- INSTRUCTIONS TO FOLLOW:
Will you copy the lines of the records word for word, starting at the line containing "Camera-trap tally: mark every instance of the wrought" and ending at the final line of the records?
───── RECORD SET
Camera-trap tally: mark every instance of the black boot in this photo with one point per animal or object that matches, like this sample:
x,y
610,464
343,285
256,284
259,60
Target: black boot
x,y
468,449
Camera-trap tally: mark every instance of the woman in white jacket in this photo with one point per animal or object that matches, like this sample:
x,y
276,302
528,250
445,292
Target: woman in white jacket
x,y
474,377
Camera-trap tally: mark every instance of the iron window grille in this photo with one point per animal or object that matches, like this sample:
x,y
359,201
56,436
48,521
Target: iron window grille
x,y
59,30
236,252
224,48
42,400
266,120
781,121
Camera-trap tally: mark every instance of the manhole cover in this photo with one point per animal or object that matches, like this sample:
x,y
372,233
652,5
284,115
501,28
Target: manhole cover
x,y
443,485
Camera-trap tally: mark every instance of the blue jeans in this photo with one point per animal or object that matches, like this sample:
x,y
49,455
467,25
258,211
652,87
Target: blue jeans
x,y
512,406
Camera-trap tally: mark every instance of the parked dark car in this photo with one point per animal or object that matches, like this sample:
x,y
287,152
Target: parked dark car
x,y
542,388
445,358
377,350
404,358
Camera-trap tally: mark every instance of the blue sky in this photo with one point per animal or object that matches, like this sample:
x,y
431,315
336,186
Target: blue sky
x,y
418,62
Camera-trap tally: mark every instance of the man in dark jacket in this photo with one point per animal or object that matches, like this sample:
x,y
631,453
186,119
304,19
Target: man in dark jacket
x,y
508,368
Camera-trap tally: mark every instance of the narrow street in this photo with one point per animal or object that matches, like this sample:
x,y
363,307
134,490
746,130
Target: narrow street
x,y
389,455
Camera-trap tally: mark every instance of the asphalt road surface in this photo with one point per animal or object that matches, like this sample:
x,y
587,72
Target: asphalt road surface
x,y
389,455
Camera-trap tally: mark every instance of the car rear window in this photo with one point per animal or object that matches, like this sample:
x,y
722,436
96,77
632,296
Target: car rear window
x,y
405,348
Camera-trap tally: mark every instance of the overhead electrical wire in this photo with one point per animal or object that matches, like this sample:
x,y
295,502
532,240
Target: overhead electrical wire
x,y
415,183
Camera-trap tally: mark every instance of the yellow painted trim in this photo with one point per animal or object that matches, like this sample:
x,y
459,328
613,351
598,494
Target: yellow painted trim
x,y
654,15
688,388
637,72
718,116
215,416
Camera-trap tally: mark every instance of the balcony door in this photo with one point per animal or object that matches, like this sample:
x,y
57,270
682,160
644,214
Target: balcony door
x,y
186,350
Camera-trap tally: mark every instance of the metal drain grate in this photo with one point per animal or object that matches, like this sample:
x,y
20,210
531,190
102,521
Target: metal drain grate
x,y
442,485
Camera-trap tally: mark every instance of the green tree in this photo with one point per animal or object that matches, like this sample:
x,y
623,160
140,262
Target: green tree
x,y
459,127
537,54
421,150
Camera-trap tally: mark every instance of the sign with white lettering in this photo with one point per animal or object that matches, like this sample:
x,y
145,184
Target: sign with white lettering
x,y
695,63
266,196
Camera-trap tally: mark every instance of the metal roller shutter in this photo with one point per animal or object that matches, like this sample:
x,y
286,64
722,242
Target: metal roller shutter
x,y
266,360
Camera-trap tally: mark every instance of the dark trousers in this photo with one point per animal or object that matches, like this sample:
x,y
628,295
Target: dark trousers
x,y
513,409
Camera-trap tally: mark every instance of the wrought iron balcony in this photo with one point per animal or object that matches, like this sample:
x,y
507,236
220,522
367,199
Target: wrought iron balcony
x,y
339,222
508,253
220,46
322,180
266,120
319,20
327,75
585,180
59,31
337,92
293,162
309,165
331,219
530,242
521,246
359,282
──────────
- RESULT BELOW:
Camera-trap tally: mark every instance of the wrought iron balcony in this photo with one point per animal or object that matches, like this sample:
x,y
507,236
220,522
367,199
Target: wrought iron balcony
x,y
339,222
508,253
220,46
322,180
266,120
319,20
327,75
585,180
59,31
337,92
293,162
309,165
331,219
530,242
521,246
359,282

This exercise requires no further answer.